Assigned task: Every line from the one with "Objective — one marker per instance of the calm" through the final line of the entries below should be returned exactly; leave out all other lines.

Recorded information:
╭──
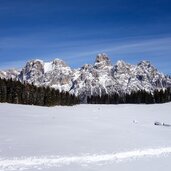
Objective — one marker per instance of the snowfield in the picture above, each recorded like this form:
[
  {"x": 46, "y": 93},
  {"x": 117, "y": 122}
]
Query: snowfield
[{"x": 85, "y": 138}]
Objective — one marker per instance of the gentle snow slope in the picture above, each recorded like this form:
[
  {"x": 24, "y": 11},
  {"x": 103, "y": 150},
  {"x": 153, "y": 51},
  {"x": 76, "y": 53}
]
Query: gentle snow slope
[{"x": 85, "y": 137}]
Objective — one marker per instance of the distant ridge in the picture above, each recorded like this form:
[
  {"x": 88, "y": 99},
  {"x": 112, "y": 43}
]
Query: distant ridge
[{"x": 101, "y": 78}]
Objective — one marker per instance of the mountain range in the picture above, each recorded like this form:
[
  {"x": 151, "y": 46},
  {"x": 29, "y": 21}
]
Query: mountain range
[{"x": 100, "y": 78}]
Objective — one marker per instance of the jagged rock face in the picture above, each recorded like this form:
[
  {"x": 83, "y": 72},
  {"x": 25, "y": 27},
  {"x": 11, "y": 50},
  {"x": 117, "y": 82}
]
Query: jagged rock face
[{"x": 97, "y": 79}]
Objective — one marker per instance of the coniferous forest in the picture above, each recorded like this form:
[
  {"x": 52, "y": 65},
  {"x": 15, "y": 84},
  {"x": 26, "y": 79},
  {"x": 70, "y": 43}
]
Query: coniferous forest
[
  {"x": 15, "y": 92},
  {"x": 161, "y": 96},
  {"x": 18, "y": 93}
]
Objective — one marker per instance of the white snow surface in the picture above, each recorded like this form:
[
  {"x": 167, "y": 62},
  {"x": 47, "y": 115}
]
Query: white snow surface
[{"x": 85, "y": 137}]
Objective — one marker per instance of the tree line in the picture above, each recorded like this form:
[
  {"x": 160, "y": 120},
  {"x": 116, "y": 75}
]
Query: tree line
[
  {"x": 13, "y": 91},
  {"x": 142, "y": 96}
]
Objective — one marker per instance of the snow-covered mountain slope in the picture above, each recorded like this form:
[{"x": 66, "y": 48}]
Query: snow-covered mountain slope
[
  {"x": 97, "y": 79},
  {"x": 85, "y": 138}
]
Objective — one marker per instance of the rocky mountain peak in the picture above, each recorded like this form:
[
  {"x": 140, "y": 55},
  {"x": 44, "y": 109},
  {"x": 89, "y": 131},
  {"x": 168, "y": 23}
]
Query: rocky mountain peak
[{"x": 96, "y": 79}]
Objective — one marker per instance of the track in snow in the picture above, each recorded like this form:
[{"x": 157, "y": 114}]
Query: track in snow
[{"x": 25, "y": 163}]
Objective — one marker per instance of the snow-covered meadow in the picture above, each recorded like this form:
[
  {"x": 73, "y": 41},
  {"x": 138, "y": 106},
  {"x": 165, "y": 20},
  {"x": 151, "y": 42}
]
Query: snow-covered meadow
[{"x": 85, "y": 137}]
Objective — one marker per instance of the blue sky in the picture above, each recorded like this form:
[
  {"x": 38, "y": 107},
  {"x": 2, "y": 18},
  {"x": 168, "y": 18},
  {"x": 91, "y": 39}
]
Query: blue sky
[{"x": 76, "y": 31}]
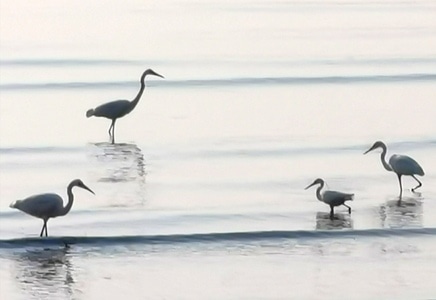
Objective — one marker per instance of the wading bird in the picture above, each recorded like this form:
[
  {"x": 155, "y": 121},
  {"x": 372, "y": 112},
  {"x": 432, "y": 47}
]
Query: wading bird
[
  {"x": 331, "y": 198},
  {"x": 119, "y": 108},
  {"x": 399, "y": 164},
  {"x": 46, "y": 206}
]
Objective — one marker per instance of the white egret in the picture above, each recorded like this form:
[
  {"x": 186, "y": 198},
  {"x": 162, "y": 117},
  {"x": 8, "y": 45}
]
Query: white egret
[
  {"x": 399, "y": 164},
  {"x": 331, "y": 198},
  {"x": 119, "y": 108},
  {"x": 46, "y": 206}
]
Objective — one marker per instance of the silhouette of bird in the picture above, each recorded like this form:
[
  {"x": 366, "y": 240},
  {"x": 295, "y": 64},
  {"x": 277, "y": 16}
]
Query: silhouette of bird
[
  {"x": 46, "y": 206},
  {"x": 331, "y": 198},
  {"x": 399, "y": 164},
  {"x": 119, "y": 108}
]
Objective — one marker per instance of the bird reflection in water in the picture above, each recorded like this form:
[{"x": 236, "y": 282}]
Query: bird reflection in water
[
  {"x": 340, "y": 221},
  {"x": 401, "y": 214},
  {"x": 122, "y": 164},
  {"x": 45, "y": 273}
]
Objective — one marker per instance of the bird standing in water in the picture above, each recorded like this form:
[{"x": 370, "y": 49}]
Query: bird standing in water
[
  {"x": 46, "y": 206},
  {"x": 399, "y": 164},
  {"x": 119, "y": 108},
  {"x": 331, "y": 198}
]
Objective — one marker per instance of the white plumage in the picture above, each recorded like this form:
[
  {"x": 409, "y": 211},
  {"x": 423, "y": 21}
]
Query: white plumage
[
  {"x": 46, "y": 206},
  {"x": 119, "y": 108},
  {"x": 399, "y": 164},
  {"x": 331, "y": 198}
]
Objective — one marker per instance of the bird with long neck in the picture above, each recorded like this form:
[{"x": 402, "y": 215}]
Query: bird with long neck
[
  {"x": 46, "y": 206},
  {"x": 400, "y": 165},
  {"x": 119, "y": 108},
  {"x": 331, "y": 198}
]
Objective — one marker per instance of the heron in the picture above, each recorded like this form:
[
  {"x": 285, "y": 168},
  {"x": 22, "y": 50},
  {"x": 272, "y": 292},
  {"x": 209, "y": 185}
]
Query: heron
[
  {"x": 46, "y": 206},
  {"x": 399, "y": 164},
  {"x": 119, "y": 108},
  {"x": 331, "y": 198}
]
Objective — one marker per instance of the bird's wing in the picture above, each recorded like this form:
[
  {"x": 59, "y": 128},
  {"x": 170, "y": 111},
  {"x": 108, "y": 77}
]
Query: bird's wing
[
  {"x": 40, "y": 206},
  {"x": 405, "y": 165},
  {"x": 112, "y": 110},
  {"x": 336, "y": 198}
]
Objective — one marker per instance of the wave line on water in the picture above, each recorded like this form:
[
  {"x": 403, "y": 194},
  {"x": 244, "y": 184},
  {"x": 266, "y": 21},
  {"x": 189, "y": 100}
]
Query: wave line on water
[
  {"x": 241, "y": 81},
  {"x": 210, "y": 237}
]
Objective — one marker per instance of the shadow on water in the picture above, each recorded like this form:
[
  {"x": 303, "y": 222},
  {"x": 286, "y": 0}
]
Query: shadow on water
[
  {"x": 119, "y": 164},
  {"x": 340, "y": 221},
  {"x": 404, "y": 214},
  {"x": 44, "y": 273}
]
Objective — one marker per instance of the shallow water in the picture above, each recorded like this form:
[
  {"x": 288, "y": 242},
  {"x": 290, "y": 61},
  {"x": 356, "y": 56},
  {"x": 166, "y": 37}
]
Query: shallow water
[{"x": 202, "y": 196}]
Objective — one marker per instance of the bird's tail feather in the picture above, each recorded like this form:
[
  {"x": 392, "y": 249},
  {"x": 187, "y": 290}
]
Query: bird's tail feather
[
  {"x": 90, "y": 113},
  {"x": 15, "y": 204}
]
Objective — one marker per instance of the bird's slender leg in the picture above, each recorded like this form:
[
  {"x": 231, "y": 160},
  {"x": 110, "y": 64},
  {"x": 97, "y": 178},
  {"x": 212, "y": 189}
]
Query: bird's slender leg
[
  {"x": 401, "y": 186},
  {"x": 43, "y": 228},
  {"x": 331, "y": 212},
  {"x": 110, "y": 128},
  {"x": 419, "y": 184},
  {"x": 113, "y": 131}
]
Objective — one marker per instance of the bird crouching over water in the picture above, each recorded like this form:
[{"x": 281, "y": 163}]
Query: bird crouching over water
[
  {"x": 331, "y": 198},
  {"x": 119, "y": 108},
  {"x": 400, "y": 165},
  {"x": 46, "y": 206}
]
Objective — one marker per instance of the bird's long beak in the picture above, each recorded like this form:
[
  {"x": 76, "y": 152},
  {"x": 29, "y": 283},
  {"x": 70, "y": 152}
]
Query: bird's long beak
[
  {"x": 156, "y": 74},
  {"x": 87, "y": 188},
  {"x": 312, "y": 184},
  {"x": 370, "y": 149}
]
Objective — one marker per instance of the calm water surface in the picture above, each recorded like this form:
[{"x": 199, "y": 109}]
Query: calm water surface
[{"x": 202, "y": 196}]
╰──
Exercise result:
Objective — one marker per instance of the calm water surface in the picture above, each recorded like this form:
[{"x": 199, "y": 109}]
Query: calm water surface
[{"x": 202, "y": 196}]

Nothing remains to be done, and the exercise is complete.